When you answer, copy every line of the listing below exactly.

=== Section Start ===

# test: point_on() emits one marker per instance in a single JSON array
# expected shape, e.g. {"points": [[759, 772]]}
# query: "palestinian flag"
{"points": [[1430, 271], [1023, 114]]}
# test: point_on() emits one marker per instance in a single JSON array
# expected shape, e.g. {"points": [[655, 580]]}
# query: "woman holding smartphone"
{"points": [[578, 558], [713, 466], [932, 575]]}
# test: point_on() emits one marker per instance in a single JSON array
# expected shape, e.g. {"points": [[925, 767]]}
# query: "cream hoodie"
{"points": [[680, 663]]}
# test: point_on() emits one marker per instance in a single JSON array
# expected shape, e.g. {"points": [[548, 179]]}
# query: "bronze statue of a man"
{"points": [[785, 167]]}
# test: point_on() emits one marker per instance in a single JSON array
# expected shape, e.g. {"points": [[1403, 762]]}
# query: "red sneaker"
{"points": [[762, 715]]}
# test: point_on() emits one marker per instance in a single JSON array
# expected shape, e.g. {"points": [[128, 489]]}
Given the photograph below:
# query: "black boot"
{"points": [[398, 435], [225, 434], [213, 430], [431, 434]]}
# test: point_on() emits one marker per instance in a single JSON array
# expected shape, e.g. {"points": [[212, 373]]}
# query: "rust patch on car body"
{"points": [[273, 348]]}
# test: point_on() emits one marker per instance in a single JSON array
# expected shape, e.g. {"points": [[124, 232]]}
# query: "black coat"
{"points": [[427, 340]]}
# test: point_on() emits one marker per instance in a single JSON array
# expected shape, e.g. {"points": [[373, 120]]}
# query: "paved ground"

=== Section End ===

Response for this exercise:
# test: point_on() emits one marker per instance in a single JSON array
# expected shape, e.g. {"points": [[759, 772]]}
# query: "palestinian flag"
{"points": [[1430, 271], [1023, 114]]}
# test: point_on() emits one marker per instance in a single JSON array
# expected shape, e.g. {"points": [[655, 580]]}
# query: "woman holding smartphone"
{"points": [[578, 558], [713, 466], [932, 575]]}
# test: point_on() emits one marker per instance in a single JSON array
# expected shape, e.g. {"points": [[925, 767]]}
# query: "cream hoodie"
{"points": [[680, 663]]}
# test: point_on() emits one marker per instance in a single JSON array
# expected shape, e.g. {"points": [[548, 179]]}
# query: "bronze statue of a man"
{"points": [[785, 167]]}
# test: point_on() emits one marker per instance in a single JSON array
# expected shape, e.g. {"points": [[1403, 762]]}
# query: "red sneaker"
{"points": [[762, 715]]}
# test: point_on() emits one marker per instance in a single JSON array
# expected shape, e.g. {"points": [[128, 489]]}
Given the photograph below:
# query: "black boot"
{"points": [[398, 435], [225, 434], [213, 430], [431, 434]]}
# test: point_on() emits one marker per instance in a single JSON array
# expected shape, e.g. {"points": [[212, 373]]}
# query: "rust patch on car body"
{"points": [[273, 348]]}
# test: point_on() emits one marker per instance in a single JSON array
# expected shape, e.g. {"points": [[124, 232]]}
# query: "black coat"
{"points": [[427, 340]]}
# test: point_on() emits one marker per instance in a single JSON array
# expected shape, e.g. {"points": [[373, 120]]}
# query: "paved ground"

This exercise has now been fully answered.